- **Задания**:
A: Ответьте по тексту о человеко-животных проектах:
(i) Какого композитора автор упоминает в рассуждении о программной музыке?
(ii) Когда и в каком музее открылась выставка Jane Alexander?
(iii) Что художница хотела отразить своими первыми человеко-животными мутантами в 70-е годы?
B: Продолжите текст о человеко-животных проектах сразу после его последнего предложения.

- **Текст для чтения**:

>>>>>

Два человеко-животных проекта
22/08/2012
Сейчас принято считать, что современное искусство – проектное. Имеется в виду, что каждый арт-объект – отдельный, со своими правилами, смыслом, гравитацией и звёздным небом над ним. Разумеется, тогда кураторам или художнику приходится расписывать, что это и зачем сделано. Это, конечно, неприятно, поскольку переводит проекты в разряд какой-то программной музыки (типа тут нам Бетховен изобразил в первых тактах поступь судьбы). Или как в литературном реализме, когда действия неких никогда не существовавших организмов что-то отражают, типизируют, символизируют и ставят вопросы.
Это самое прискорбное, что только может быть в современном искусстве. Выход один –понять, как сделать программные рамки необязательными. Понятно, что нормальный проект может обойтись без внешней идеологической или политической (хотя какая между ними разница), словом – без социально-массовой загрузки. Сейчас такой трюк будет продемонстрирован через сравнение двух новых выставок, которые – в чём и сходство – занимаются некоей границей между человеком и животными. Чтобы сразу было ясно: первый пример будет плохим, а второй – хорошим.
11 августа в хьюстонском Contemporary Arts Museum открылась выставка южно-африканской художницы Jane Alexander. Склонность к производству человеко-животных мутантов у неё давняя, за сорок лет она произвела множество гибридов с человеческими телами и головами разных зверьков, типа зайчиков, шакалов и т.п. Теперь выставка в Хьюстоне, «Surveys (From the Cape of Good Hope)». Обзоры, знаете ли, с Мыса доброй надежды. Литературщина возникает тут же.
Как сообщается в «Хафингтонпосте», постоянный интерес к interplay between human and beastial life у неё был с детства. А публично это проявилось в 70-е годы, когда она сделала свой первый креатив, ещё будучи арт-студенткой в Южной Африке. Тогда человеко-животные мутанты понадобились ей затем, чтобы – ну, кто бы не догадался – отразить рефлексии на тему апартеида.
Собственно, если берётся что-то столь очевидное, как эти мутанты, то без политики здесь обойтись никак нельзя. Политика – такая удивительная штука, что моментально стирает из мозга всё, оставляя там самые стойкие клише. Ну, тут не надо вспоминать хотя бы Босха, хватит и обычной бытовой речи с её «свинья», «зайка моя», птичка-киска и т.п. Что ещё более укоренено в человеческий психике, как не эти концепты? Вот, между прочим, Наба-радио тоже паразитировало на этом, и ничего, многим нравилось. Впрочем, они всё-таки не художники.

<<<<<

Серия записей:
>>>>>

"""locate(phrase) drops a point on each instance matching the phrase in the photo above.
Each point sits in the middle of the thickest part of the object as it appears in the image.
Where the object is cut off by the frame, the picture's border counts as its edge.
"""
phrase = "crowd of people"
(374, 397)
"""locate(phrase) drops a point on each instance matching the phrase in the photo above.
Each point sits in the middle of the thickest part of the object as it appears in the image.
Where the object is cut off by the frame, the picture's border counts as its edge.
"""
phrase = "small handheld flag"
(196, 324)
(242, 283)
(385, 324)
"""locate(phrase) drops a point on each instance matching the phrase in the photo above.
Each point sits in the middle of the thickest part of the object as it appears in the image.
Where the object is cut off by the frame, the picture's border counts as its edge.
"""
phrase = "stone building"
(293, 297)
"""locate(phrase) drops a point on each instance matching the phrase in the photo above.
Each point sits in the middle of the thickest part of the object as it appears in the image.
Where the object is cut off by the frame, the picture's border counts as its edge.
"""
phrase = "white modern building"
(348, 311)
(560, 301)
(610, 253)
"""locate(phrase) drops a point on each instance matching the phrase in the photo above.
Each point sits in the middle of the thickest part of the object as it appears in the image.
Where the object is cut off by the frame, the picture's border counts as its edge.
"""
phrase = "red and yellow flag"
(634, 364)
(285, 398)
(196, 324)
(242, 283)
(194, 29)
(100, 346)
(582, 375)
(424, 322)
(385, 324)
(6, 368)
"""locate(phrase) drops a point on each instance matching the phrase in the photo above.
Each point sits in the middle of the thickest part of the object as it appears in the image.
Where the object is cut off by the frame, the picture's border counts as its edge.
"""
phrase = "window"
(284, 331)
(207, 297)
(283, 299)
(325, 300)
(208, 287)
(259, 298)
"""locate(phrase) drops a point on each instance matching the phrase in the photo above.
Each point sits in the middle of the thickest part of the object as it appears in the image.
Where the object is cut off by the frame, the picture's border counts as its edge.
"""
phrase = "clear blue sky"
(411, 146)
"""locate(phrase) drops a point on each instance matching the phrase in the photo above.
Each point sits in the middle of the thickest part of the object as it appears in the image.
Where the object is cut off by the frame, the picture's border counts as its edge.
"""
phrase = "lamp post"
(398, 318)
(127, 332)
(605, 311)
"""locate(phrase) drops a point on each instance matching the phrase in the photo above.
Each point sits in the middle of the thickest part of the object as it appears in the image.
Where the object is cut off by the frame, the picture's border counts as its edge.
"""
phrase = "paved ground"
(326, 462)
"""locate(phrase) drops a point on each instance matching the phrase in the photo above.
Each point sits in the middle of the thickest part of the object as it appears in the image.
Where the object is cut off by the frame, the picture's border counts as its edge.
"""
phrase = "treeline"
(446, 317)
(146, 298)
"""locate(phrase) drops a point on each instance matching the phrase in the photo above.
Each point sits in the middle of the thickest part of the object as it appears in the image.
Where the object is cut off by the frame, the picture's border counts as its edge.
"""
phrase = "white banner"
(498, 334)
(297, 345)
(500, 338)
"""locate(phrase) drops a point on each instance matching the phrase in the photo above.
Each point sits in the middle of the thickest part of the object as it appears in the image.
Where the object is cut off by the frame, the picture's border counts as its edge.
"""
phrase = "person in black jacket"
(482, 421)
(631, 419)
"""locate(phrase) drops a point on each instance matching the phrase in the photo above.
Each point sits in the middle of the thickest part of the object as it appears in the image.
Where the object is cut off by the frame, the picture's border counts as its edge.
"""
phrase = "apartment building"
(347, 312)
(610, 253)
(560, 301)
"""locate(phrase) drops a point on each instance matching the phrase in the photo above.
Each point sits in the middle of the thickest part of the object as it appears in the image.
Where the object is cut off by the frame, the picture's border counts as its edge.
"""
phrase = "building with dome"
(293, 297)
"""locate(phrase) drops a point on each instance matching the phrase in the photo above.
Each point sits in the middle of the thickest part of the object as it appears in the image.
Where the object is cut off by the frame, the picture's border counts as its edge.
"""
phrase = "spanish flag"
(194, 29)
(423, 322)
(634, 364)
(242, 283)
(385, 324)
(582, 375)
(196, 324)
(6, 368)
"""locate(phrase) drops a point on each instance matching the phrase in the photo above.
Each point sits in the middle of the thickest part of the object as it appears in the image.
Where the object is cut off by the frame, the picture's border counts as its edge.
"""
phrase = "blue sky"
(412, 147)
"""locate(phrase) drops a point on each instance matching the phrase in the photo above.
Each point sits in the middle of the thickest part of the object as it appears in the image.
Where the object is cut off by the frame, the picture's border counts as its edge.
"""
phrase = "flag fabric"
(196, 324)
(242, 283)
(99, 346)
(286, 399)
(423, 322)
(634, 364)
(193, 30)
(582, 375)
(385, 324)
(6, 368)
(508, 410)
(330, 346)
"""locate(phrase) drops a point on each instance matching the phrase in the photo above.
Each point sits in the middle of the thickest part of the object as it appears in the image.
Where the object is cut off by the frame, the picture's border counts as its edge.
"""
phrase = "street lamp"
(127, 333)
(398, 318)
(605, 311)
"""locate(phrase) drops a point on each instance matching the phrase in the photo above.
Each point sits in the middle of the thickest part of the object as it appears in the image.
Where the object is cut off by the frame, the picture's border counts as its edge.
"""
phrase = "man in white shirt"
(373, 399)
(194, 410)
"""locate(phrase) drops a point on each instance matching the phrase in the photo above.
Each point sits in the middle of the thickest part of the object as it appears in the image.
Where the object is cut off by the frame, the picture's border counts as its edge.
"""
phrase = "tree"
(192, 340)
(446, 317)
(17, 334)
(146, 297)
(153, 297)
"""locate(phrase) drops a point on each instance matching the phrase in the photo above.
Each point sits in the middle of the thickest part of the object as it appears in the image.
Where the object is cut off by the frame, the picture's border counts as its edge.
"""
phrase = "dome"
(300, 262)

<<<<<

- **Ответы к заданиям**:
A:
(i) Бетховена.
(ii) 11 августа, в хьюстонском Contemporary Arts Museum.
(iii) Рефлексии на тему апартеида.

B:
Одна из фотосессий Radio Naba. Фото: Айга Редмане
Однако, если Alexander начинала с апартеида, то потом-то в Южной Африке всё наладилось и эта тема стала менее актуальной. Тогда, если продолжать линию мутантов, то им надо обеспечить другую идейную основу? Но тут, конечно, сложно. Если нет политики или любого иного запроса на мутантов, то остаётся только вся эта ерунда с кисками, свиньями, «тамбовский волк тебе товарищ», «ну ты гусь», тёлками, жеребцами, серыми мышками, змеями подколодными – тут можно долго перечислять. Но всё это бытовая жизнь, которая требует реалистичных решений. Ну, если в быту употребляются волчары и свиньи, то тут уже не до выстраивания визуальных образов, несмотря на конкретику произносимых слов.
ja 2
И вот, судя по описаниям, художница в этот момент повернула от прямого бытового уподобления к теме экзистенциализма в варианте ноуменального одиночества человека. «В своей работе 1998 года "Born Boys" Alexander изобразила детей в масках кролика, птицы и котега, которые,» – как пишет всё тот же «Хафингтонпост», – «seemed entirely disconnected from each other and their surrounding space (выглядят полностью отчужденными друг от друга и окружающего пространства)». Это неплохо и можно было бы даже додумать в том духе, что коммуникация людей решительно невозможна, если все они носят какие-то маски, а не являются собой.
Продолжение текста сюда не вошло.